■ SELECTED TEXT
***

The Cost of Public Transport

So someone on the Rodney District Facebook page today put up a petition about ‘North Shore Rail’ (1). I’d never actually seen this before (every previous reference I thought was a joke). Apparently, what we need to do is take the money proposed for the second crossing between North Shore and Auckland CBD and use it to build a railway system on the North Shore (ripping up the busway in the process) and connected to the CBD (a rail bridge…yay). Now, having questioned what the actual capex and opex were, and pointing out that we remain a car driving nation, I was told that that’s 1960s thinking and that we need to move on (at great public expense, but we won’t quantify that). Now, I am not a proponent of ‘public transport’, as I believe that if something is a good idea, it should be self-sufficient (thus, we don’t call Air New Zealand public transport, as it’s private – so if someone wants to set up a bus or train company, that’s fantastic, but I don’t see why this should involve the council or state). Then there is the fact that railways are a 19th Century solution…but I digress. So let’s look at some of this logically (rather than the emotions often shown around ‘public transport’):

Simple Disruption of Replacing the Busway

The first, and simplest problem, is that the existing busway is in actual use and there will be disruptions if you decommission it. Buses go down that route already and while you’re ripping it up, they won’t. That isn’t a light disruption if the supposed 40% people volumes are pushed onto the existing motorway. Equally, the current system is more flexible (buses can come on from a variety of starting points, rather than just Albany, as is currently proposed). Equally, if railway was put in between Auckland CBD and Albany, you’d end up with people who currently have a single journey from Orewa, Silverdale, and Whangaparaoa now needing to take a bus down to Albany, then switch, and take a train to the CBD. The ‘future extension’ may go to Orewa, but that still shafts a lot of people in Whangaparaoa. Every time you add a switch, it adds cost and complexity to the system (and means people lose their seats, potentially get wet and cold, etc.). So this sort of thing really needs to be factored into any planning.

Cost of the Existing Busway Wasted

We’ve already stumped up $290m to build the busway. Granted, you don’t have to rebuy the land, but the point is: a huge amount of capital cost was already put into the existing route and that will now be wasted (in fact, you’ll have to pay to rip it up, first). I have a real problem with completing a major project in 2009 and then saying, in 2016, we should tear it down and build something new (is that how little regard people have for the public expense?).

***

■ WHAT YOU NEED TO DO
a: Answer these about the post on public transport costs:
(i) Which airline does the writer give as an example of transport nobody calls public because it is private?
(ii) From which starting point would the proposed North Shore railway run to the Auckland CBD?
(iii) How much was spent to build the existing busway?
b: Can you retype the post from "We’ve already stumped" to "the public expense?)."?
The material that comes next has no connection to the post.

***

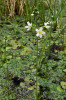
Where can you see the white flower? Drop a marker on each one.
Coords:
(46, 25)
(29, 26)
(40, 32)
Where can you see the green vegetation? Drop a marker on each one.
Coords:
(32, 50)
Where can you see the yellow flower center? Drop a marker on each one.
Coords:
(29, 26)
(45, 26)
(39, 32)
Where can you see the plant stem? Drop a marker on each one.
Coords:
(36, 71)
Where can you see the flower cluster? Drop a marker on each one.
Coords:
(29, 26)
(39, 31)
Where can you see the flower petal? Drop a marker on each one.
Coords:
(28, 23)
(37, 34)
(47, 27)
(43, 32)
(36, 30)
(26, 26)
(40, 36)
(41, 29)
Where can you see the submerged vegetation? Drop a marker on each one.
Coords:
(32, 50)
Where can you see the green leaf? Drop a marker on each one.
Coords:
(59, 89)
(63, 84)
(64, 70)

***

■ EXERCISE SOLUTIONS
a:
(i) Air New Zealand
(ii) Albany
(iii) $290m

b:
We’ve already stumped up $290m to build the busway. Granted, you don’t have to rebuy the land, but the point is: a huge amount of capital cost was already put into the existing route and that will now be wasted (in fact, you’ll have to pay to rip it up, first). I have a real problem with completing a major project in 2009 and then saying, in 2016, we should tear it down and build something new (is that how little regard people have for the public expense?).